PROBLEM TO WORK ON:
Could you copy out every one of the items below, character for character?

----- TASK DATA

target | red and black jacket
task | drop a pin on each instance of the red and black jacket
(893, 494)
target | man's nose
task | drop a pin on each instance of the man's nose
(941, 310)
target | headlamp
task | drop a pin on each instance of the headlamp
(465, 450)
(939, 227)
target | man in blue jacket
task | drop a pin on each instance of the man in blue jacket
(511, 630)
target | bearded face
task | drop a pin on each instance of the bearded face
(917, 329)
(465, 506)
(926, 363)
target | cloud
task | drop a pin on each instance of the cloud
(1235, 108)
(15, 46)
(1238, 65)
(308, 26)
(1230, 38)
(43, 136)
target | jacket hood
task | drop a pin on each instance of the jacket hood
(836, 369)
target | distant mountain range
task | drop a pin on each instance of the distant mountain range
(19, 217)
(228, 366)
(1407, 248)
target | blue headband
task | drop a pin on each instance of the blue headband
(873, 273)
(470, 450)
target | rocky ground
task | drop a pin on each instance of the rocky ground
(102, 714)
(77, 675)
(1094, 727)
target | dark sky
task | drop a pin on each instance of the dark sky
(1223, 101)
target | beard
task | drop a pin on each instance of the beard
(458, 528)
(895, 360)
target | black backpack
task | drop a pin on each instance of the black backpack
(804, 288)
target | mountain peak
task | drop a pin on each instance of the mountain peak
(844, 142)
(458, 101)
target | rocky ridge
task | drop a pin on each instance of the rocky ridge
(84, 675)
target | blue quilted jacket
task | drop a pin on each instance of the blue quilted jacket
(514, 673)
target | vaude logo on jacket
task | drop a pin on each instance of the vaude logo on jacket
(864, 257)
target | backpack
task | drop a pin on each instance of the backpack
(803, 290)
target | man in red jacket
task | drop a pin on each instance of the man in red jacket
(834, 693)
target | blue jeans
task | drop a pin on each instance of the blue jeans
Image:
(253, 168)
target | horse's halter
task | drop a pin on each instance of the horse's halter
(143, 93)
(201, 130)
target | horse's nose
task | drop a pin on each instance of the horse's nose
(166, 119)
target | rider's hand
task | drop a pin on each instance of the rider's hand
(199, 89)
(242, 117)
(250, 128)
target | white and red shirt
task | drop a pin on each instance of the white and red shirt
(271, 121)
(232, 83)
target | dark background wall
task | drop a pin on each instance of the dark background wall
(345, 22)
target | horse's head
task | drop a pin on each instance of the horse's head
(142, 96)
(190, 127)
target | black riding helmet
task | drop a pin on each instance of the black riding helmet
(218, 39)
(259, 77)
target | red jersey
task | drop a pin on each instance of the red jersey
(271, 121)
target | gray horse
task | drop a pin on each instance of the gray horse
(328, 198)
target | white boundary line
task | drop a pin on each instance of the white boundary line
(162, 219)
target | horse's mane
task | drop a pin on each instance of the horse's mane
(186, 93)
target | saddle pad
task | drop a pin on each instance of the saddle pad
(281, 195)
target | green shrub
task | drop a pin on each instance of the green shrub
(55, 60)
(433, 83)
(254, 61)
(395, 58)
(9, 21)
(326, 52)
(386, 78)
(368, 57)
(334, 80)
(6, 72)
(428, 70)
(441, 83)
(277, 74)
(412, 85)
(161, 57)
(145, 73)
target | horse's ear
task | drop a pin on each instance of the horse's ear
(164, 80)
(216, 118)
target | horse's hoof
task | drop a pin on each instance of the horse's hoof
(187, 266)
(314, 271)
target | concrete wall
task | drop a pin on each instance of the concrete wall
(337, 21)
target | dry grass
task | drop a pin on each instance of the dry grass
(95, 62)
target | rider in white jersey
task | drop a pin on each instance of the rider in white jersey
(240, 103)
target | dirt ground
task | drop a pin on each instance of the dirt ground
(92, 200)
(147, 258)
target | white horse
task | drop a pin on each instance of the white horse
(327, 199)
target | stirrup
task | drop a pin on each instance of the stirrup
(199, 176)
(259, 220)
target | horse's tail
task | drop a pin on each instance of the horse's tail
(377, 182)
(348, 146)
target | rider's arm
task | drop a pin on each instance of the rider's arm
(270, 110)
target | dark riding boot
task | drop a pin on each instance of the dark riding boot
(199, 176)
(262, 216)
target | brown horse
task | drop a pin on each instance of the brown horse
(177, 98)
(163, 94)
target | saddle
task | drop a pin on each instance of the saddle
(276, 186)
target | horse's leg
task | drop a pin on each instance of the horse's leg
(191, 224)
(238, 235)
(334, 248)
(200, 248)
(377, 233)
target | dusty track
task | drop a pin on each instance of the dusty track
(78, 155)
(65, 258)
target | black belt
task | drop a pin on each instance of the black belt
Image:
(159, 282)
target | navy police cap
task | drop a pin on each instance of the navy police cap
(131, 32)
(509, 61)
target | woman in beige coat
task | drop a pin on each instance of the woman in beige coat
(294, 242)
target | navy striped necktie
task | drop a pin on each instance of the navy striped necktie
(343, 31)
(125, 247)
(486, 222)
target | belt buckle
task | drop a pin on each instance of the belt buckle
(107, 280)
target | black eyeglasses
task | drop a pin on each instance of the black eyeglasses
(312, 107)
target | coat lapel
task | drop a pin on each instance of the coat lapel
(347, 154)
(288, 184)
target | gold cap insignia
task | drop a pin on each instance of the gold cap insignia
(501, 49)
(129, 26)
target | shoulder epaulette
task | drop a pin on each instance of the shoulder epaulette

----------

RESPONSE TO THIS TASK:
target | red and black jacket
task | drop a pin on each instance of the red and black jacket
(893, 494)
target | man's nose
task | drop a pin on each instance of the man's nose
(941, 310)
target | headlamp
task | drop a pin on each instance of the headlamp
(465, 450)
(939, 227)
target | man in blue jacket
task | drop a pin on each instance of the man in blue jacket
(511, 630)
target | bearded face
task | drop a pin on each instance of the bearded face
(917, 329)
(465, 506)
(926, 363)
target | cloud
task | drop a pin on each instance of the cloud
(1235, 108)
(15, 46)
(1238, 65)
(308, 26)
(1230, 38)
(43, 136)
target | jacket hood
task | drop a pin on each instance of the jacket hood
(836, 369)
target | distant mountain range
task | drop a pin on each instance of the distant mountain range
(19, 217)
(228, 366)
(1407, 248)
target | blue headband
task | drop a pin on each instance of the blue headband
(873, 273)
(470, 450)
target | rocky ground
task | drop a pin on each instance of the rocky ground
(102, 714)
(77, 675)
(1094, 727)
target | dark sky
task | drop a pin on each instance of the dark sky
(1223, 101)
target | beard
task | drop a pin on each instance of the beard
(458, 528)
(895, 360)
target | black backpack
task | drop a pin on each instance of the black backpack
(804, 288)
target | mountain peak
task | drop a pin on each instance of the mountain peak
(844, 142)
(458, 101)
target | rocky ridge
task | drop a pin on each instance of the rocky ridge
(84, 675)
target | blue quilted jacket
task | drop a pin on each instance of the blue quilted jacket
(514, 673)
target | vaude logo on jacket
task | drop a pin on each instance of the vaude logo on jacket
(864, 257)
target | backpack
task | drop a pin on each instance of the backpack
(803, 290)
target | man in red jacket
task | drop a pin on each instance of the man in red jacket
(834, 693)
target | blue jeans
task | drop a pin on each instance of the blue jeans
Image:
(253, 168)
target | horse's halter
task | drop a pin on each instance of the horse's halter
(143, 93)
(201, 130)
target | horse's nose
task | drop a pin on each instance of the horse's nose
(166, 119)
target | rider's hand
task | drop a pin on each instance of the rider's hand
(199, 89)
(242, 117)
(250, 128)
target | white and red shirt
task | drop a pin on each instance of the white and red shirt
(271, 121)
(232, 83)
target | dark background wall
task | drop a pin on each instance of the dark background wall
(345, 22)
target | horse's head
task | drop a pin on each instance of the horse's head
(142, 96)
(190, 127)
target | black riding helmet
task | drop a pin on each instance of the black riding helmet
(218, 39)
(259, 77)
target | red jersey
task | drop a pin on each instance of the red jersey
(271, 121)
target | gray horse
task | drop a pin on each instance of the gray horse
(328, 198)
target | white boundary line
task | drop a pin on each instance of the white boundary line
(162, 219)
target | horse's mane
task | drop a pin on each instance of the horse's mane
(186, 93)
target | saddle pad
task | drop a pin on each instance of the saddle pad
(281, 195)
target | green shrub
task | drop a pin on each instance of the green shrub
(55, 60)
(433, 83)
(254, 61)
(395, 58)
(9, 21)
(326, 52)
(386, 78)
(368, 57)
(334, 80)
(6, 72)
(428, 70)
(441, 83)
(277, 74)
(412, 85)
(161, 57)
(145, 73)
target | horse's ear
task | drop a pin on each instance of the horse's ear
(164, 80)
(216, 118)
target | horse's hoof
task | drop a pin on each instance of the horse's hoof
(187, 266)
(314, 271)
target | concrete wall
task | drop a pin on each instance of the concrete wall
(337, 21)
target | dry grass
task | drop a pin on each instance of the dry grass
(95, 62)
target | rider in white jersey
task | drop a pin on each instance of the rider in white jersey
(240, 103)
target | dirt ground
task | drop a pin on each instance of the dirt ground
(92, 200)
(147, 258)
target | white horse
task | drop a pin on each instance of the white horse
(327, 199)
target | stirrup
task | drop a pin on each instance of the stirrup
(199, 176)
(259, 220)
target | horse's tail
task | drop a pin on each instance of the horse's tail
(377, 182)
(348, 146)
target | rider's arm
task | drop a pin on each instance of the rider's arm
(270, 110)
target | dark riding boot
task | drop a pin on each instance of the dark riding boot
(199, 176)
(262, 216)
target | brown horse
task | drop a pin on each instance of the brown horse
(177, 98)
(163, 94)
target | saddle
task | drop a pin on each instance of the saddle
(276, 186)
target | horse's leg
task | drop a pin on each instance of the horse's leg
(191, 224)
(238, 235)
(334, 248)
(200, 248)
(377, 233)
target | dusty track
task | drop a pin on each instance of the dusty track
(78, 155)
(65, 258)
target | black belt
task | drop a pin on each instance of the black belt
Image:
(159, 282)
target | navy police cap
task | drop a pin on each instance of the navy police cap
(131, 32)
(509, 61)
target | woman in beige coat
task | drop a pin on each instance of the woman in beige coat
(294, 242)
target | navy striped necktie
task | drop a pin on each instance of the navy striped necktie
(343, 31)
(125, 247)
(486, 222)
target | belt buckle
task | drop a pin on each instance of the belt buckle
(107, 280)
target | black eyeglasses
task | drop a pin on each instance of the black eyeglasses
(312, 107)
target | coat lapel
task | drop a pin on each instance of the coat lapel
(347, 154)
(288, 184)
target | gold cap insignia
task | drop a pin on each instance of the gold cap insignia
(501, 49)
(129, 26)
target | shoulder epaulette
task | drop a pin on each instance of the shoulder epaulette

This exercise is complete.